**本文**
タイトルは誤字ではなく意図的にこうなっている。ALBIDAと同じくAPEENDで収録された楽曲で、弐寺との連動企画で解禁できた。激しいスピードコアで実際のBPMは360だが筐体では180となっている。特筆すべきは赤譜面の難易度で、二作目の時点で967ノーツという抜きん出た物量でこの記録はsaucerまで抜かれることはなかった。それに加え凄まじいリズム難と左右分業やめ出張しなきゃ取れない配置のオンパレードで、私は今でもこの譜面が全ての楽曲の中で最低スコアである。初見こそ同程度と思う譜面が出てきてもすぐにコイツのスコアを抜き去ってしまう。昔からやってる故の癖もあり、Sに乗る日は来るのかどうか…。また、初の黄譜面がレベル9を記録した楽曲でもある。
全盛期とも言える栄華の織物 "knit"
2010年7月になり、第三作目となるjubeatが稼働した。knit(ニット)はニットセーターなどと同じく編むという意味で、その名の通り楽曲プレイでゲットした糸を使いシャツを編んで楽曲を解禁するという方式が取られた。カラーは黄色で、波打つ糸のようなものが目を引くデザインとなっており、システムBGMが前作までのものと大きく異なり、ジャジーで大人の雰囲気を醸し出していた。システムボイスが非常にダンディな男性ボイスだったことも大きい。自身の腕前の分かるjubility(ユビリティ)システムの導入や箱型のコンシェルジュによる選曲サポートなどもついてより初心者に分かりやすいゲームとなった。さらにAPPENDでは初の全機種合同イベント「APPEND FESTIVAL」が開催され、対象機種をやるだけで楽曲が手に入る手軽な連動イベントで、これによって多機種プレイヤーになった者も多い。楽曲のバラエティの豊かさも相まって歴代jubeat最大の人気を誇った作品でもある。
knitと私
今作からは真面目にやろうと意気込んでいたので、前作よりプレイ回数は大幅に増えた。始めてから数ヶ月して「襖マーカー」というマーカーに出会い使い始めた。これが大きなきっかけとなり、かつてできなかったレベル9、10を次々にクリアし着実に成長していった。ちなみに上記のripples時代の楽曲を解禁したのもこの頃の話である。そして迎えたAPPENDで行われた連動イベント「APPEND FESTIVAL」では初めてjubeat以外のBEMANI機種に触れ、その難易度に絶望したり新たにハマったりしたものもあった。knit稼働末期、ついに夢だったEvansをクリアし大歓喜したことは今でも忘れられない思い出である。knitは成長と出会いが詰まっていた時期なので非常に思い入れの深いバージョンとなった。

保存された項目

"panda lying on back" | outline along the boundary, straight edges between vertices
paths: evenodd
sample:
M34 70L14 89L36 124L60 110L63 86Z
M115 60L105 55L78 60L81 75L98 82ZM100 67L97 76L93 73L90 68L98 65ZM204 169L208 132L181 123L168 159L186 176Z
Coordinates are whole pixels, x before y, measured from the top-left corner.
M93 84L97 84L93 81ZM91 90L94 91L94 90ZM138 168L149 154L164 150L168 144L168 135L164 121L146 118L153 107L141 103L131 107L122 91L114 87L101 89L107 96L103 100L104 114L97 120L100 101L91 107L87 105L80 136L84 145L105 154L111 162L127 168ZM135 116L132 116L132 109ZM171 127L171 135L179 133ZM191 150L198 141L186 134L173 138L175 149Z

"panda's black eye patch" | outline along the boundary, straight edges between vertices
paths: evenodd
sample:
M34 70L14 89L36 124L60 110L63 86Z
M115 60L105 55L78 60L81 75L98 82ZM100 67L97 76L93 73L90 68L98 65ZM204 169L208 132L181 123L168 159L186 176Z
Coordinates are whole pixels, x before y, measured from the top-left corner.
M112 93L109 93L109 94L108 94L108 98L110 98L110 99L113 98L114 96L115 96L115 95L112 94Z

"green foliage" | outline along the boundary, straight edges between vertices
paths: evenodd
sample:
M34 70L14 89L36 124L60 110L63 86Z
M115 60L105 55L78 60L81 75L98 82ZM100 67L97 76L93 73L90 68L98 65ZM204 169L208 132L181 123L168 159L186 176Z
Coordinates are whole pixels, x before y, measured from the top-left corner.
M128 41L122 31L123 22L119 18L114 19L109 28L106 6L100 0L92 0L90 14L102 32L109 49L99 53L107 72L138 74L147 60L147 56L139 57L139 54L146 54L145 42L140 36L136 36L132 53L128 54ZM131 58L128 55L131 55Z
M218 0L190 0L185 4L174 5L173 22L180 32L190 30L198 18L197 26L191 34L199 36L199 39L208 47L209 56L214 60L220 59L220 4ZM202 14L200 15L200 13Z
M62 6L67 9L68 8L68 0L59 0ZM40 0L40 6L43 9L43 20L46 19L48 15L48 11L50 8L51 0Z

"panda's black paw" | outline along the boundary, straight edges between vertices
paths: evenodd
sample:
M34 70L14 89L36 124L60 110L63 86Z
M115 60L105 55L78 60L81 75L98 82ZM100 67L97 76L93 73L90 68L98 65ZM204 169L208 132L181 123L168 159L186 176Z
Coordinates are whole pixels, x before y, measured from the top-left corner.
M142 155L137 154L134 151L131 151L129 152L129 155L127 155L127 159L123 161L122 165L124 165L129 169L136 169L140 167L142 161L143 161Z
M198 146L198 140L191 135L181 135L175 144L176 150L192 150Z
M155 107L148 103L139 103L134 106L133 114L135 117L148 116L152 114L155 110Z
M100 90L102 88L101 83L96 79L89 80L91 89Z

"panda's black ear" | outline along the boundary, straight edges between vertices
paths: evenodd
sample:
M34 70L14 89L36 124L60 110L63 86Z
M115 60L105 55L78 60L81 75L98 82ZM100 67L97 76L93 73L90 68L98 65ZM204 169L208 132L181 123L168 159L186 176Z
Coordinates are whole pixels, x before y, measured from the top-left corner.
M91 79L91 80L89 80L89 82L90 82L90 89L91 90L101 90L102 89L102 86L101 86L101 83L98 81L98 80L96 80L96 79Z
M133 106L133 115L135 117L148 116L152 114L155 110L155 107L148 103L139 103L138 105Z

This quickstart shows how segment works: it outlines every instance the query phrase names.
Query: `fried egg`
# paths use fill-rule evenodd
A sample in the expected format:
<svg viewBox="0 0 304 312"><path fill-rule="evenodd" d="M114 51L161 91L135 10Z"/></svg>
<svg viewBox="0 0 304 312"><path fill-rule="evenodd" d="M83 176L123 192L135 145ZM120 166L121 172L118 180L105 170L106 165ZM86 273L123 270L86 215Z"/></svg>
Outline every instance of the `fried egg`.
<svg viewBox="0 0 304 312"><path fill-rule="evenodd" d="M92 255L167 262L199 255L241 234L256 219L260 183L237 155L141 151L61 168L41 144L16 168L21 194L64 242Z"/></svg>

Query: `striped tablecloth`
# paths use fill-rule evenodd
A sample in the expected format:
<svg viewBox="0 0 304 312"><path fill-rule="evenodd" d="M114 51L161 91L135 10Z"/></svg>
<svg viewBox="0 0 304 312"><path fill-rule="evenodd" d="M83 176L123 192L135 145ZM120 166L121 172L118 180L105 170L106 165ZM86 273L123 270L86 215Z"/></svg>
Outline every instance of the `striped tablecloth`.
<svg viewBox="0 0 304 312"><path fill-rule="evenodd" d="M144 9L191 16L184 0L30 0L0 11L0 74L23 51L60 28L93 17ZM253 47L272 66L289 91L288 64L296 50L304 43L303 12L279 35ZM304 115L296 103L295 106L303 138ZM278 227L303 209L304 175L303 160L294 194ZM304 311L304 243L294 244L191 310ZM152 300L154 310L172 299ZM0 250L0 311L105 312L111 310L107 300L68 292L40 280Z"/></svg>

**練習問題**
#1 次の(a)〜(c)がそれぞれ本文の内容と合っているかを「はい」か「いいえ」で答え、判断の決め手となる本文の語句をそのまま引用せよ。
(a) knitは2010年7月に稼働した。
(b) knitのカラーは青色だった。
(c) 筆者はknitの稼働末期にEvansをクリアした。
#2 本文の「タイトルは誤字ではなく意図的」から「の人気を誇った作品でもある。」までを、一字も変えずに書き出せ。

**解答**
#1
(a) はい。「2010年7月になり、第三作目となるjubeatが稼働した。」
(b) いいえ。「カラーは黄色で」
(c) はい。「knit稼働末期、ついに夢だったEvansをクリアし大歓喜した」

#2
タイトルは誤字ではなく意図的にこうなっている。ALBIDAと同じくAPEENDで収録された楽曲で、弐寺との連動企画で解禁できた。激しいスピードコアで実際のBPMは360だが筐体では180となっている。特筆すべきは赤譜面の難易度で、二作目の時点で967ノーツという抜きん出た物量でこの記録はsaucerまで抜かれることはなかった。それに加え凄まじいリズム難と左右分業やめ出張しなきゃ取れない配置のオンパレードで、私は今でもこの譜面が全ての楽曲の中で最低スコアである。初見こそ同程度と思う譜面が出てきてもすぐにコイツのスコアを抜き去ってしまう。昔からやってる故の癖もあり、Sに乗る日は来るのかどうか…。また、初の黄譜面がレベル9を記録した楽曲でもある。
全盛期とも言える栄華の織物 "knit"
2010年7月になり、第三作目となるjubeatが稼働した。knit(ニット)はニットセーターなどと同じく編むという意味で、その名の通り楽曲プレイでゲットした糸を使いシャツを編んで楽曲を解禁するという方式が取られた。カラーは黄色で、波打つ糸のようなものが目を引くデザインとなっており、システムBGMが前作までのものと大きく異なり、ジャジーで大人の雰囲気を醸し出していた。システムボイスが非常にダンディな男性ボイスだったことも大きい。自身の腕前の分かるjubility(ユビリティ)システムの導入や箱型のコンシェルジュによる選曲サポートなどもついてより初心者に分かりやすいゲームとなった。さらにAPPENDでは初の全機種合同イベント「APPEND FESTIVAL」が開催され、対象機種をやるだけで楽曲が手に入る手軽な連動イベントで、これによって多機種プレイヤーになった者も多い。楽曲のバラエティの豊かさも相まって歴代jubeat最大の人気を誇った作品でもある。